### [Page text]

"""

Norwegian Air staff protest outside parliament against lack of state aid

OSLO (Reuters) – Norwegian Air staff demonstrated on Wednesday against the government’s decision to deny more aid to the crisis-hit budget carrier, while its biggest shareholder, Aercap Holdings, reduced its stake in the airline.

Around a hundred Norwegian Air employees in uniform demonstrated in front of the parliament building to seek more state support for the airline and the rest of the industry.

They carried signs with slogans such as “Support Norwegian”, “Save our jobs” and “Red nose warriors” referring to the distinctive colour of the tips of the carrier’s planes.

“I hope the government can help us,” said cabin crew Stina Nielsen, 31. “This is my life. We want to be able to go back to work.”

Inside parliament, Conservative Prime Minister Erna Solberg, who rules in a minority, repeated the government’s reluctance to provide more direct financial aid for Norwegian, arguing it would primarily benefit foreign creditors.

Norwegian should seek to refinance or restructure its balance sheet, she said, pointing to the carrier’s net interest-bearing debt of 48.5 billion crowns ($5.4 billion) as a major obstacle.

“We’ve told Norwegian Air that we don’t have any money for equity,” Solberg told parliament. “The ball is now in their court.”

"""

### [Data shown]

"""

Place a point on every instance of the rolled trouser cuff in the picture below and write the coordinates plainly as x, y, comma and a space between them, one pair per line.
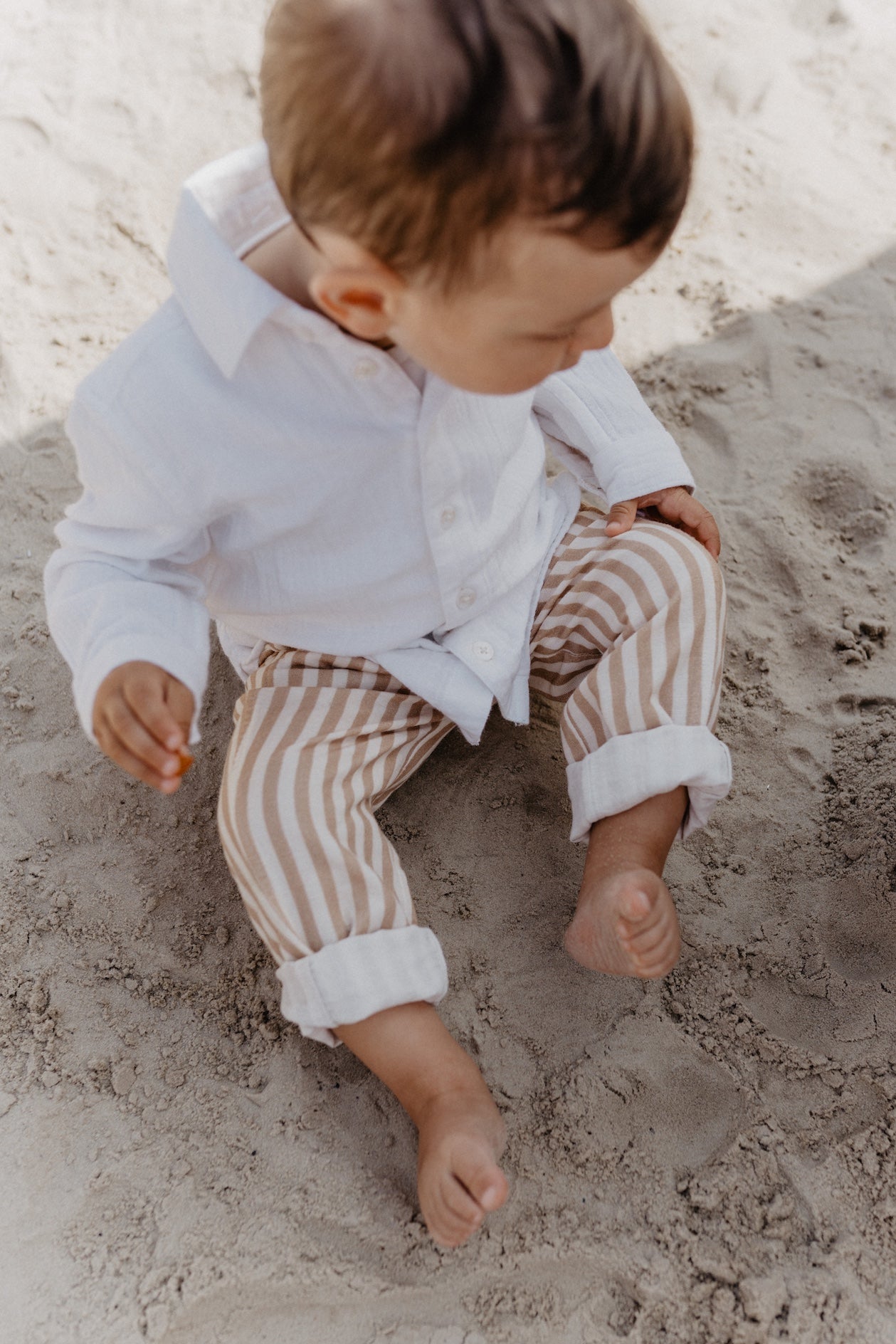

"""

### [Problems and tasks]
(1) List the slogans that the Norwegian Air article says appeared on the protesters' signs.
(2) In the Norwegian Air article, what figure did Solberg cite for the carrier's net interest-bearing debt?
(3) Continue the Norwegian Air article from its final sentence.

### [Responses by item number]
(1) "Support Norwegian", "Save our jobs", "Red nose warriors"

(2) 48.5 billion crowns ($5.4 billion)

(3)
Despite the earlier rescue package, which included a government loan guarantee, pandemic-hit Norwegian Air could run out of cash in the first quarter of 2021 unless it secures funding, the carrier has said.

Meanwhile, leasing company AerCap Holdings said on Wednesday it had cut its shareholding to 9% from 13.4% held as of Sept. 30. Norwegian had converted a portion of its debt into shares as part of a rescue package, making AerCap its largest shareholder and giving other leasing firms substantial ownership.

AerCap took a seat on Norwegian’s board, but its representative resigned last week.

An AerCap spokeswoman declined to comment when asked about further share sale plans.

In addition to its remaining shares, AerCap also holds bonds which could be converted into an additional stake of 5.9%.

Norwegian’s shares were down 3.0% by 1202 GMT to 0.46 crowns.